#### PASSAGE GIVEN:
_ _ _ _

As the text continues, it becomes obvious that the narrator’s true struggle lies within his efforts to find a form of masculinity that best suits him. Many men in today’s society are in search of what it means to be a man (Connell). The many definitions for masculinity create an abundance of confusion for an individual searching for its meaning (Franklin). Palahniuk uses the two most prominent characters in Fight Club to demonstrate males in pursuit of the ideal form of masculinity. This paper will discuss how he deconstructs their efforts using the four themes of masculinity.

The commonly cited gender-role model states that there are four major masculine themes that men struggle to maintain. The first theme is “No Sissy Stuff” (Kahn). This theme encourages men to distance themselves from femininity, any type of heterosexism toward gay men, and to avoid showing any emotion. It is also demonstrated by men who simply don’t do what women do. Men who follow this theme reject anything that is perceived as threatening to masculinity (Brubaker).

_ _ _ _

#### EXERCISES TO COMPLETE:
A. Set down word for word the part of the masculinity passage that begins at the words "As the text" and stops after "themes of masculinity.".
B. Name each source cited in parentheses in the masculinity passage.
Rely on the masculinity passage alone.

_ _ _ _

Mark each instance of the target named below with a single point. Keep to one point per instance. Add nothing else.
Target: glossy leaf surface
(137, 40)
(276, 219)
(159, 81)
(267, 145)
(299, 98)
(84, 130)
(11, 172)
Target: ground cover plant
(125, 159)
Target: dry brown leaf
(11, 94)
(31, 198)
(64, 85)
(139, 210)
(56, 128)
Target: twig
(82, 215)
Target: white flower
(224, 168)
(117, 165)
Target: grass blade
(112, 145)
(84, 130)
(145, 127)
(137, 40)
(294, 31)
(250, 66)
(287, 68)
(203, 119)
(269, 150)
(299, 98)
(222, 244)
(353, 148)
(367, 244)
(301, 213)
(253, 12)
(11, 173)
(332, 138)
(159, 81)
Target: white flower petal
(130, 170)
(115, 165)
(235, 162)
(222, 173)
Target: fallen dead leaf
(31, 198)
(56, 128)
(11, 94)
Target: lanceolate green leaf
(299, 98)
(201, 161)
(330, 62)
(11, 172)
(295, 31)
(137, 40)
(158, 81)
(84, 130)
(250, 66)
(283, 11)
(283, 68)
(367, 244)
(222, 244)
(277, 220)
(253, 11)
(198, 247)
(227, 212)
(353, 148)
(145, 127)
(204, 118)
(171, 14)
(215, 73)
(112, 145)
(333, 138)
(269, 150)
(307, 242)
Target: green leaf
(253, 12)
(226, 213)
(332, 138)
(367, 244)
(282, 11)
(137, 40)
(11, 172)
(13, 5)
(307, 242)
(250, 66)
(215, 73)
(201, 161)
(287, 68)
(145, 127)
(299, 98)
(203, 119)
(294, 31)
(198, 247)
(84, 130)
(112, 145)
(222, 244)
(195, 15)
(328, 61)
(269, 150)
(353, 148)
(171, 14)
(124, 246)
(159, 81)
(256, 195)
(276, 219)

_ _ _ _

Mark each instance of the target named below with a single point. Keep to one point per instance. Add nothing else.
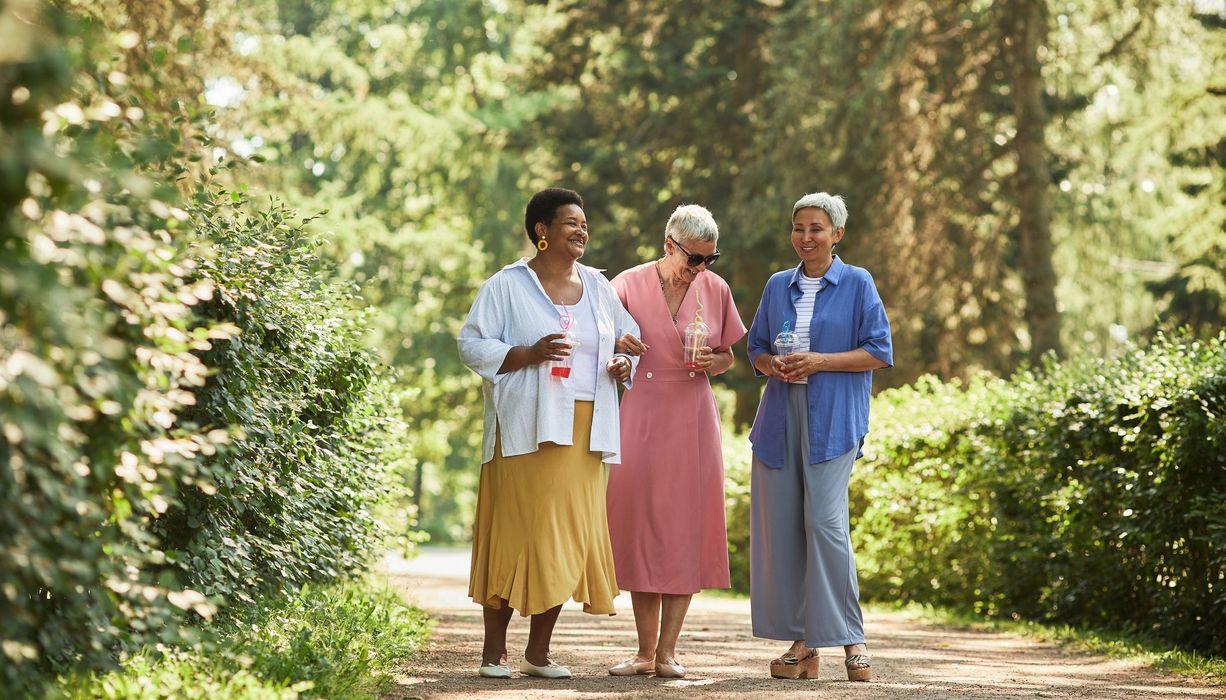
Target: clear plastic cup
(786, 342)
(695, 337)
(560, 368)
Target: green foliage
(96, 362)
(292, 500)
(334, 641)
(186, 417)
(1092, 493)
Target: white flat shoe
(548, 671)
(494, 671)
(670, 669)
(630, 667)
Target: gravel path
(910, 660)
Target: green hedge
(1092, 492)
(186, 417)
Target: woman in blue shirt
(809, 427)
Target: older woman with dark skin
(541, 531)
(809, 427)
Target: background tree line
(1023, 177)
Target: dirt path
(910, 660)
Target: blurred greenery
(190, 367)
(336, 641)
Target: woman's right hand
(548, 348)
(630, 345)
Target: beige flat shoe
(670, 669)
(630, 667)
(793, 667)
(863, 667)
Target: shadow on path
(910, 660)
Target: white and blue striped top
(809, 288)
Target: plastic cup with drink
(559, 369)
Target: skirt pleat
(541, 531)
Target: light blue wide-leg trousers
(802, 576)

_ _ _ _

#### SET OF ANSWERS:
A.
As the text continues, it becomes obvious that the narrator’s true struggle lies within his efforts to find a form of masculinity that best suits him. Many men in today’s society are in search of what it means to be a man (Connell). The many definitions for masculinity create an abundance of confusion for an individual searching for its meaning (Franklin). Palahniuk uses the two most prominent characters in Fight Club to demonstrate males in pursuit of the ideal form of masculinity. This paper will discuss how he deconstructs their efforts using the four themes of masculinity.

B. Connell, Franklin, Kahn, Brubaker